BEGIN

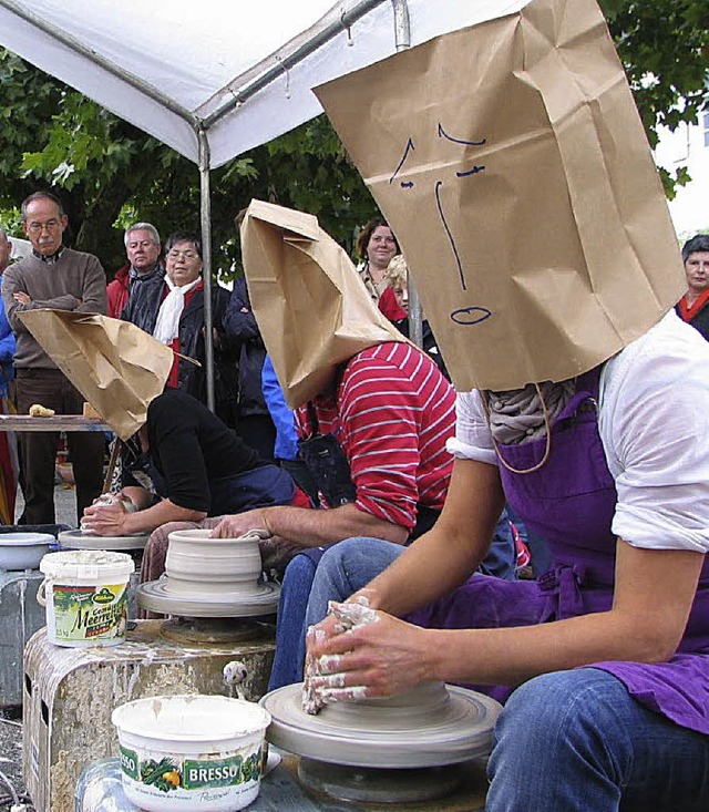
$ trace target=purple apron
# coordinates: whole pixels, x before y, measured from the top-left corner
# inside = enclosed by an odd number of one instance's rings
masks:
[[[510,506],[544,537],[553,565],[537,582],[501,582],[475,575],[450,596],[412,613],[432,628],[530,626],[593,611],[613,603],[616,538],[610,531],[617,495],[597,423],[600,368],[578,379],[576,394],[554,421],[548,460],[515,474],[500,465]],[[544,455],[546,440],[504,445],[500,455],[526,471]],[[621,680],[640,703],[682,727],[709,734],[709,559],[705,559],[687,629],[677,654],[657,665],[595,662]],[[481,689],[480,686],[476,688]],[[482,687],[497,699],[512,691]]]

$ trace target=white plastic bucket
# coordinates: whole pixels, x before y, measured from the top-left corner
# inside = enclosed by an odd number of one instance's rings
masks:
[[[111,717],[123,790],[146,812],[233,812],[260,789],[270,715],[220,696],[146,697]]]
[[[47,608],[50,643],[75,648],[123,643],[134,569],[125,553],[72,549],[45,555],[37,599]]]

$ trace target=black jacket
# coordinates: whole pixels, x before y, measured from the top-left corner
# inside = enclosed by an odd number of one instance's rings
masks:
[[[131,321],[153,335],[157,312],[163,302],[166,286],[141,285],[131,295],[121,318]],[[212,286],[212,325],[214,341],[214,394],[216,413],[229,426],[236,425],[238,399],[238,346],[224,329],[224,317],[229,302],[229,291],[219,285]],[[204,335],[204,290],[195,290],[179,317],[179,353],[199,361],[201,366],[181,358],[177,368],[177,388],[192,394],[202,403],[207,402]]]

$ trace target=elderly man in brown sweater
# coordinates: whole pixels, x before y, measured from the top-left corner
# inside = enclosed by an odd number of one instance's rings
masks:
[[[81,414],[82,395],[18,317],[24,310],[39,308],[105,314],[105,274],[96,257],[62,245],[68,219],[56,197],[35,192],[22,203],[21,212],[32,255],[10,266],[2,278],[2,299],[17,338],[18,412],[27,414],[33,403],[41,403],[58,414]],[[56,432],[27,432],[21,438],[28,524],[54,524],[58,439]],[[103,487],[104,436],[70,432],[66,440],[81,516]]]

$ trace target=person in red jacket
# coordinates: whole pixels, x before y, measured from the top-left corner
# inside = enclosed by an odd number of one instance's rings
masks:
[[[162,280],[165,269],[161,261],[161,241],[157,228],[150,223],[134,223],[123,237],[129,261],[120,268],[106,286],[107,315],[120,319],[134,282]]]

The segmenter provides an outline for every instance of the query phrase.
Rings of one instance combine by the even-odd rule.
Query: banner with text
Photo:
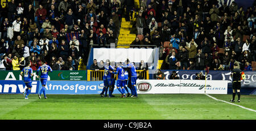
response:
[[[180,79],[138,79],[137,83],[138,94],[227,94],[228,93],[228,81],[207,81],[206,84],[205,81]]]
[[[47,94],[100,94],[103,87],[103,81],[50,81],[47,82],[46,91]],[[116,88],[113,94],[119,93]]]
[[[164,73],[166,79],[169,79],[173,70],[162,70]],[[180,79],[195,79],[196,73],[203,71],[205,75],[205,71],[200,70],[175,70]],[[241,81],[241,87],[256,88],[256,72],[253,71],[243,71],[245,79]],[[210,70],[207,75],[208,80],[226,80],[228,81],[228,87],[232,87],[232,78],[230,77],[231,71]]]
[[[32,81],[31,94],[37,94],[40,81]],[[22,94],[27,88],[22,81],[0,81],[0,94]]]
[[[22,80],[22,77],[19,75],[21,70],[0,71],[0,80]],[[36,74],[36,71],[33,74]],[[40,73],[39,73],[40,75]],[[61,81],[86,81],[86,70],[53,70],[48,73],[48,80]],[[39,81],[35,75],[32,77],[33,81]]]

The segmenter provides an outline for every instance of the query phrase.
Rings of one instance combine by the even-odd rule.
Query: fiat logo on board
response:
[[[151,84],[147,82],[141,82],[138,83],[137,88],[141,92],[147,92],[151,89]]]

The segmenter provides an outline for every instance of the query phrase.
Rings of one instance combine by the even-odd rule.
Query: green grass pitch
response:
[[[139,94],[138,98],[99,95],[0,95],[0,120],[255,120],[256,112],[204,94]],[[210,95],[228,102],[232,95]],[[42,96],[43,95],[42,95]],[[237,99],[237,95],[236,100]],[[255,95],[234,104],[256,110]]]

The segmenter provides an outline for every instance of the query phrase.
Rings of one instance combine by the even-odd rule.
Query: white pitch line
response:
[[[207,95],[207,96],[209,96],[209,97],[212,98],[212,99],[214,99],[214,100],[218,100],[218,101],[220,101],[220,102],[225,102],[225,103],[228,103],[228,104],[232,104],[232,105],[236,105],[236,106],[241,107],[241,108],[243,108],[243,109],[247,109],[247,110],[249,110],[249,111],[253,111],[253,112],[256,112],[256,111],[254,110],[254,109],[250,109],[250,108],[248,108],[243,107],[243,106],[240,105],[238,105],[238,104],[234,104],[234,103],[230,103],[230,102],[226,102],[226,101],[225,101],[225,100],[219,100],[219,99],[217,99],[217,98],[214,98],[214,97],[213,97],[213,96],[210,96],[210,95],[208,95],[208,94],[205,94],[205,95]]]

END

**Goal:**
How many lines in the rows above contain the string "target"? Reply with the number alone.

**Solution:**
5